Ziel 1:
Was gibt es laut Silvio.i im Forenthread zum Angeln von Seebrücken in Wohlenberg anstelle einer Seebrücke?
Ziel 2:
Schreib den Forenthread zum Angeln von Seebrücken weiter, und zwar mit dem Beitrag von derporto, der am Ende nur mit Namen und Datum angekündigt ist.

# Angeln von Seebrücken



## RAUBFISCHULTRA (13. Juli 2012)

Hey
Ich fahre mitte bis Ende Juli auf Poel und wollte dort gern einmal von der Seebrücke in Wohlenberg und Boltenhagen angeln.
Da ich keine Ahnung vom Salzwasser hab wäre es nett wenn ihr mir ein paar Tipps geben könntet.Brandungsangeln würde ich nicht machen da ich nur Karpfenruten da hätte und kein Brandungsgeschirr.

Mfg Carphunter8858


----------



## xbxmxnn (13. Juli 2012)

*AW: Angeln von Seebrücken*

Moin moin,

mit Deinen Karpfenruten könntest Du auch leichtes Brandungsangeln machen, und ein dicker Ostseeaal an einer Karpfenrute macht sogar richtig Spaß, aber stimmt schon, optimal mit solchen Ruten ist es wirklich von Seebrücken. Nimm dazu ein, zwei Brandungsvorfächer mit wenig Schnickschnack dran, gibt es in jedem Angelladen, ein paar Wattwürmer, und das reicht eigentlich schon (klar, Papiere und Handtuch und Fischtöter und Messer... muss man nicht ansprechen, oder?) Ich hab hier noch einen Artikel über das Seebrückenangeln als pdf, wenn Du mir Deine Mailadresse per PN zukommen lässt, schicke ich den mal rüber.
Viele Grüße und Petri Heil,

Dirk


----------



## Silvio.i (13. Juli 2012)

*AW: Angeln von Seebrücken*

In Wohlenberg gibte es keine Seebrück, nur den alten Anleger, aber das nur am Rande. Rerik ist von Poel aber bald besser zu erreichen. Macht aber (fast) nur nachts Sinn im Sommer!
Ich würde 3 sachen probieren:
1. Brandungsvorfächer + Wattwurm (Platte)
2. ganz normale Grundbleimontage mit Tauwurm (Aal)
3. Knicklichtpose mit Físchfetzen (Horni+Mefo)
Petrie Heil.


----------



## RAUBFISCHULTRA (13. Juli 2012)

*AW: Angeln von Seebrücken*



Silvio.i schrieb:


> In Wohlenberg gibte es keine Seebrück, nur den alten Anleger, aber das nur am Rande. Rerik ist von Poel aber bald besser zu erreichen. Macht aber (fast) nur nachts Sinn im Sommer!
> Ich würde 3 sachen probieren:
> 1. Brandungsvorfächer + Wattwurm (Platte)
> 2. ganz normale Grundbleimontage mit Tauwurm (Aal)
> ...




Vielen Dank für die guten Tipps
Die Beisszeiten sind ungefähr 20.00 bis 24.00 oder?
Hab gehört das Platte auch schon von 16:00 Uhr beißen sollen.
Mit 1und 2 fängt man bestimmt am meisten.


----------



## derporto (17. Juli 2012)

Datenauszug:
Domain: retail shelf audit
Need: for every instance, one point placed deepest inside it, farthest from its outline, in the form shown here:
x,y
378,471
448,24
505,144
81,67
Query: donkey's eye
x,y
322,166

Schriftliche Antwort 1:
Dort gibt es nur den alten Anleger.

Schriftliche Antwort 2:
*AW: Angeln von Seebrücken*

Karpfengeschrr reicht auf Seebrücken in 90 % der Fälle absolut aus. Selbst bei Windstärke 6 fische ich von Seebrücken im Regelfall nicht schwerer als 125 gramm und bin damit immer gut gefahren. Wenn ich sehe, mit was für Knüppeln und 250 gr. Krallenblei manche Leute dort auflaufen, wird mir regelmäßig relativ übel. 

Also liegst du mit deinen Karpfenruten absolut im Rahmen.

Ich würde auch empfehlen, eine oder zwei Ruten auf Grund zu legen, eine passiv mit Wasserkugel und Heringsfetzen auf Horni auszulegen. Dürfte aktuell die besten Erfolgsaussichten bieten. 

Viel Spaß und Petri Heil


----------



## RAUBFISCHULTRA (18. Juli 2012)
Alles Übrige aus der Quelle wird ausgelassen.